- _What is asked_
Arrange all of the lines below as a numbered list, skipping any blank lines. Leave the pictures out of your answer.

- _Input data_
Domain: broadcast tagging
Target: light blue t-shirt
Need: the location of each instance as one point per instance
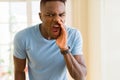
(45, 62)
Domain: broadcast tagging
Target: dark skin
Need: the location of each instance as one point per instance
(53, 17)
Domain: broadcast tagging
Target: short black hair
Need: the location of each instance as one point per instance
(42, 2)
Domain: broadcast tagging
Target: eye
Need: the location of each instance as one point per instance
(50, 15)
(61, 15)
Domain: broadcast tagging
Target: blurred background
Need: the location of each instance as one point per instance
(98, 21)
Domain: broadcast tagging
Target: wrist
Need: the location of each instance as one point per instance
(65, 50)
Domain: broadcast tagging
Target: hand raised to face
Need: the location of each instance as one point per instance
(61, 41)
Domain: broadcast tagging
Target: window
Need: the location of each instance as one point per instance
(15, 15)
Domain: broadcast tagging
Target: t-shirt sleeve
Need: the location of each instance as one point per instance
(77, 44)
(19, 46)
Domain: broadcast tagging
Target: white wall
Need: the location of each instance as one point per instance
(110, 37)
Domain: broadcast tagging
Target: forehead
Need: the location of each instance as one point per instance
(53, 6)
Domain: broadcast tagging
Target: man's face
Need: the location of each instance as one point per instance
(51, 13)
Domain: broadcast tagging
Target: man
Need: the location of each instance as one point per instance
(50, 47)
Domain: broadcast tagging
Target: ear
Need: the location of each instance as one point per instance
(40, 16)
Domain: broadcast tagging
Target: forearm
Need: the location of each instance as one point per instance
(76, 70)
(19, 75)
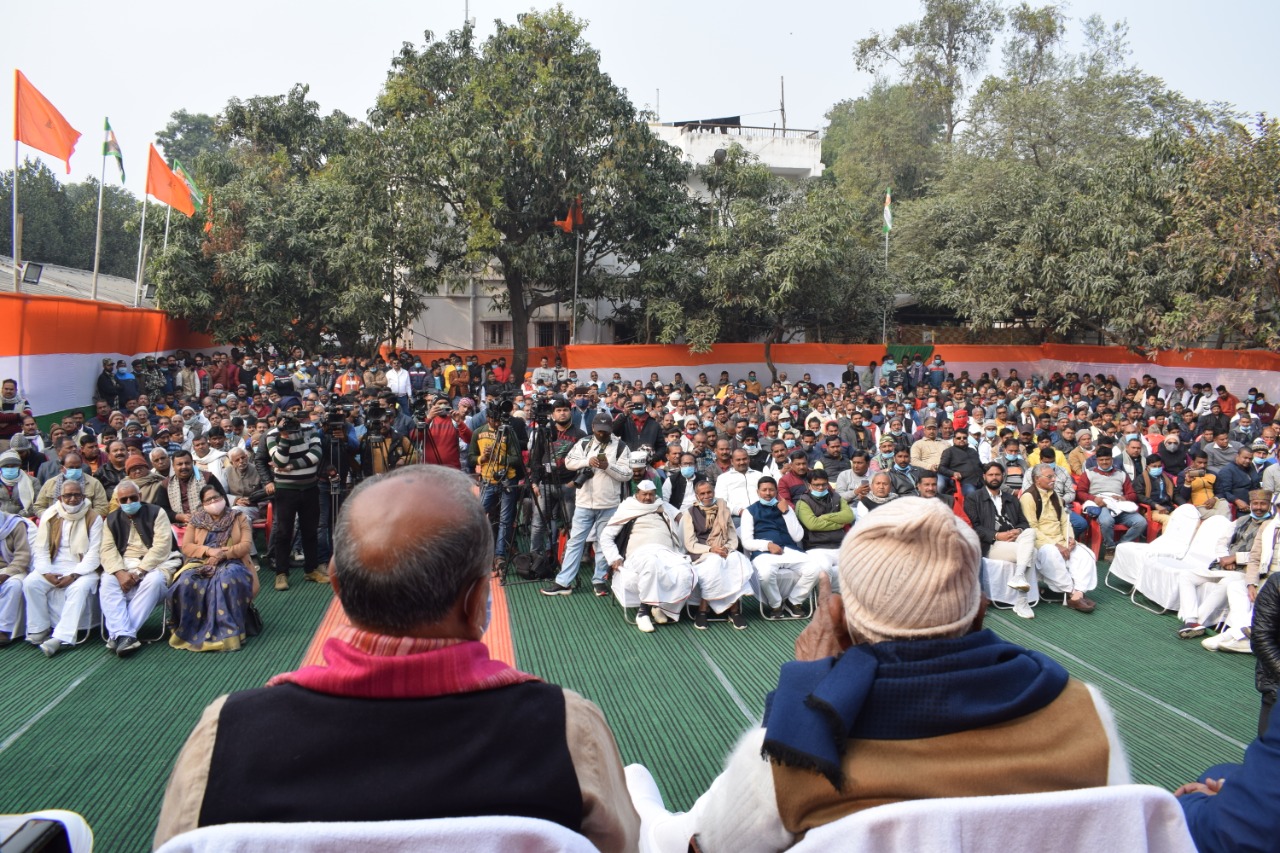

- _Output_
1. Domain: broadcast tagging
2. Target: light blue t-shirt
3. Need: the location of each instance as one point per instance
4. (45, 62)
5. Domain: broadcast tagging
6. Target: dark skin
7. Need: the location of each instance as one point per instance
8. (53, 17)
9. Domain: broadcast tagging
10. Target: short black hair
11. Need: the location of each instance as one point per instance
12. (42, 2)
13. Domain: broadcast tagging
14. Target: eye
15. Need: the location of each instance as one point per instance
16. (50, 15)
17. (61, 15)
18. Domain: broadcast tagging
19. Target: blurred background
20. Need: the location of each instance as one point per instance
21. (98, 21)
22. Domain: broadcast tagging
23. Target: wrist
24. Need: the location of each instance as one point per instance
25. (65, 50)
26. Domain: broadcast tagging
27. Target: hand raised to face
28. Need: the location of each instance as one point per instance
29. (61, 41)
30. Domain: broadcast tagging
31. Target: window
32. Need: the location of each instance as one point per instance
33. (15, 15)
34. Domain: broadcast tagging
35. Target: t-shirt sleeve
36. Need: the location of each instance as one point per instance
37. (77, 44)
38. (19, 46)
39. Domain: broadcast tagging
40. Target: white wall
41. Need: the location of each instance as one point per instance
42. (110, 37)
43. Domain: broadcast tagging
44. Target: forehead
45. Need: the location of each instance as one point per instance
46. (53, 6)
47. Domain: broadcast tagging
48. Target: man's face
49. Need: the location of each instance as one point per instance
50. (51, 13)
51. Domain: broadcast tagging
52. Target: man
53. Need: the location of each instance as one point per instance
54. (50, 47)
55. Domain: broadcast tagging
56. Target: ear
57. Need: the location of each instance as one point per instance
58. (40, 16)
59. Domain: broadcast tagging
60. Target: forearm
61. Need: the location of each instance as one point per instance
62. (76, 70)
63. (19, 75)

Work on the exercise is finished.